# What this task involves:
Could the listing below be reproduced exactly, minus its pictures?

# Material for this task:
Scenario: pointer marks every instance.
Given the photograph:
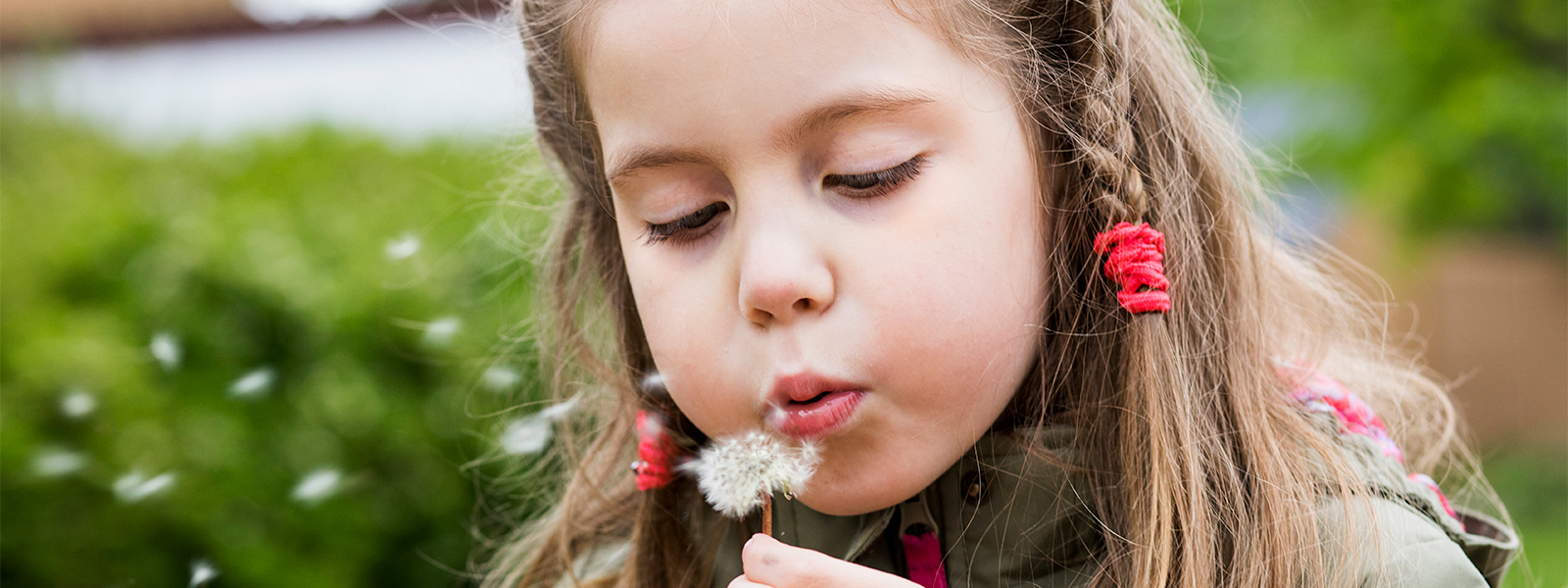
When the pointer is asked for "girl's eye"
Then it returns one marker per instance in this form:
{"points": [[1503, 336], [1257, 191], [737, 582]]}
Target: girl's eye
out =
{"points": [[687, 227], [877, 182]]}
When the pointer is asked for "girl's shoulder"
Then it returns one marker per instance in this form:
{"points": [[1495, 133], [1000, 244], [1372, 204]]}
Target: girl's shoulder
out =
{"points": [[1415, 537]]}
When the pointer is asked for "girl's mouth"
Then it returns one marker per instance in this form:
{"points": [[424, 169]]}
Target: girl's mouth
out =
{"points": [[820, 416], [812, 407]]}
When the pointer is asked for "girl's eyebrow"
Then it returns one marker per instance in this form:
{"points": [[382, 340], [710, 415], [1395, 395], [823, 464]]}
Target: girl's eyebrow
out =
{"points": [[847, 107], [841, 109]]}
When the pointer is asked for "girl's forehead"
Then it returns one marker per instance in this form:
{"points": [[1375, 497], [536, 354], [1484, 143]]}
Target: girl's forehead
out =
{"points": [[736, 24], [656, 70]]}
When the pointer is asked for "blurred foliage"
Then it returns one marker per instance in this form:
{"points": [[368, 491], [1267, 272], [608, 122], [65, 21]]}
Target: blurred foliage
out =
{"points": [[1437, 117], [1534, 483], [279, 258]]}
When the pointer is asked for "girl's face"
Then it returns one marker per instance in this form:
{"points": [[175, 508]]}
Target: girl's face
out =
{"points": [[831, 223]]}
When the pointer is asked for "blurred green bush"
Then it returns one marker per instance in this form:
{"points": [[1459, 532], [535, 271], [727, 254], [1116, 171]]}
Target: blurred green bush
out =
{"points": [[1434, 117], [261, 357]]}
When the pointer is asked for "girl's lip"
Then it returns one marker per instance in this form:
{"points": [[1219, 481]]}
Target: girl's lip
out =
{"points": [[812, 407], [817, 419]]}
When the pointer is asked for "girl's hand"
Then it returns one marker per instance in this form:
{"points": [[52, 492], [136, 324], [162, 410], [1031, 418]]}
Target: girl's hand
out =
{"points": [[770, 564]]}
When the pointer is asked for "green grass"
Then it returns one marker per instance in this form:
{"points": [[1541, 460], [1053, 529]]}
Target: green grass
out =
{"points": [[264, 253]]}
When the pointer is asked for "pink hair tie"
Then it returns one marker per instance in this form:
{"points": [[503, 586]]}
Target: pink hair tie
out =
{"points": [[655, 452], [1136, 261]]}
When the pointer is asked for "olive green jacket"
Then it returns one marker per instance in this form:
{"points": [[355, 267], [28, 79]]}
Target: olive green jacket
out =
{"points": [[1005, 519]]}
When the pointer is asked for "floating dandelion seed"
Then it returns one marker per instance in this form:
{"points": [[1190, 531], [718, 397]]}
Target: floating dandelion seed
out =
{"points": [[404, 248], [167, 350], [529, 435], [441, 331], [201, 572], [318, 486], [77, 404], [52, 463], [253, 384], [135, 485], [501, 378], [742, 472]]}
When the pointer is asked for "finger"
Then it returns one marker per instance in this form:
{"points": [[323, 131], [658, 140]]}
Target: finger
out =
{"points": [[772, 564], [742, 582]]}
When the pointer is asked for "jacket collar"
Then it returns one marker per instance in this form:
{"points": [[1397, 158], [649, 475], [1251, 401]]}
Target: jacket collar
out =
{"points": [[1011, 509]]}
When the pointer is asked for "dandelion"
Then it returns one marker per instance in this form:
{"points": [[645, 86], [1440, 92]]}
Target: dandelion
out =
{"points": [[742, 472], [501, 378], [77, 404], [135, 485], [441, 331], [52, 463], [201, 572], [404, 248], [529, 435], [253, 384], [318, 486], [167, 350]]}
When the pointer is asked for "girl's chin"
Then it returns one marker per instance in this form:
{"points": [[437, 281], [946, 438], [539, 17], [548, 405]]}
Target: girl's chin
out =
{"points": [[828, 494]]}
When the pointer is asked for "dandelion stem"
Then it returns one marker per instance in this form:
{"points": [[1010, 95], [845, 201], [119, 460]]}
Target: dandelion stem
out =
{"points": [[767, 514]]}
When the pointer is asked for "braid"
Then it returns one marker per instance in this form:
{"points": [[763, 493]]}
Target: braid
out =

# Solved exercise:
Scenario: pointer marks every instance.
Given the photograph:
When the pointer is asked for "girl's eye"
Then it returns one marker per instance in this form:
{"points": [[1503, 336], [1257, 191], [737, 582]]}
Target: girl's eye
out =
{"points": [[687, 227], [877, 182]]}
When the pointer is asked for "girl's shoulder"
Then it returns one marker per instance in this form:
{"points": [[1495, 133], [1000, 244], [1372, 204]]}
Target: girl's shoulder
out =
{"points": [[1415, 537]]}
When the pointer is asked for "girl's mouth"
Then it returns one marker per instance in this form:
{"points": [[424, 169]]}
Target: girl's mouth
out =
{"points": [[820, 416], [812, 407]]}
When the pointer is asked for "girl's eyebrow"
Then it returns one marker per instance in this form:
{"points": [[382, 340], [710, 415], [1395, 395], [823, 464]]}
Target: girl's eyebrow
out =
{"points": [[847, 107], [841, 109]]}
When the pointer is asked for "girl's forehead"
Then it returns one marker per instance in this form:
{"points": [[1375, 497], [536, 354], [1484, 143]]}
Target: girl's forehead
out =
{"points": [[736, 24], [656, 70]]}
When the pointer is asked for "blurred foliage"
Then it returns one marker per instance in this form:
{"points": [[368, 491], [1267, 272], [608, 122], [65, 21]]}
Target: blurred foliage
out =
{"points": [[1437, 117], [1534, 483], [279, 258]]}
When the pointer is asked for "girl's face"
Then it returns one marker per instance in this form:
{"points": [[175, 508]]}
Target: girl's face
out =
{"points": [[831, 223]]}
When the pointer is asked for "blurred green bush"
Then it returns one marker per instance in this form:
{"points": [[1459, 532], [535, 271], [727, 254], [1116, 171]]}
Target: blurred green bush
out =
{"points": [[1434, 117], [261, 357]]}
When the pointer is asked for "girl's lip"
Then it returns one marker per instance in this form:
{"points": [[1219, 481]]}
Target: girl's lip
out =
{"points": [[812, 407], [817, 419]]}
When the pointer is asked for "girl's hand"
Then it returns one marker per instance in this form:
{"points": [[52, 492], [136, 324], [162, 410], [1031, 418]]}
Target: girl's hand
out =
{"points": [[770, 564]]}
When the pointer is asked for "green grass"
Then it returns one marker per instance in this form:
{"points": [[1541, 460], [1053, 529]]}
Target: green grass
out =
{"points": [[264, 253]]}
When the pointer is asked for "pink hair tie"
Then it returns one marker per instance in this form:
{"points": [[503, 586]]}
Target: pink hair tie
out =
{"points": [[655, 452], [1136, 261]]}
When the pointer is asked for "olive green jacket"
Then it returns one marker per instance in this form:
{"points": [[355, 267], [28, 79]]}
Target: olive green jacket
out =
{"points": [[1005, 519]]}
When the pointer is asked for "floating dandelion seed"
Then it returns one marker per instance in this form:
{"points": [[1190, 531], [718, 397]]}
Target: floating dandelion seed
out =
{"points": [[404, 248], [167, 350], [529, 435], [441, 331], [201, 572], [318, 486], [77, 404], [52, 463], [253, 384], [135, 485], [501, 378], [742, 472]]}
When the pointer is asked for "finger"
Then it returns one marker per instance in this form:
{"points": [[323, 131], [658, 140]]}
Target: finger
out =
{"points": [[772, 564], [742, 582]]}
When the pointer is asked for "jacket collar"
Then it returns one marker per instance in this form:
{"points": [[1397, 158], [649, 475], [1251, 401]]}
Target: jacket collar
out =
{"points": [[1011, 509]]}
When the pointer is asked for "dandelion"
Then it returns one marker per instance in this form:
{"points": [[645, 86], [1440, 92]]}
Target: dandelion
out =
{"points": [[742, 472], [501, 378], [77, 404], [135, 485], [441, 331], [52, 463], [201, 572], [404, 248], [529, 435], [253, 384], [318, 486], [167, 350]]}
When the pointer is asked for "girl's chin"
Then it returns one marker per instance in this form:
{"points": [[437, 281], [946, 438], [539, 17], [548, 405]]}
Target: girl's chin
out =
{"points": [[828, 494]]}
When the pointer is asked for "dandelion stem"
Then it returns one marker per instance in this form:
{"points": [[1010, 95], [845, 201], [119, 460]]}
Target: dandelion stem
out =
{"points": [[767, 514]]}
When the pointer is asked for "braid"
Then it returns one marker per instance in this form:
{"points": [[763, 493]]}
Target: braid
out =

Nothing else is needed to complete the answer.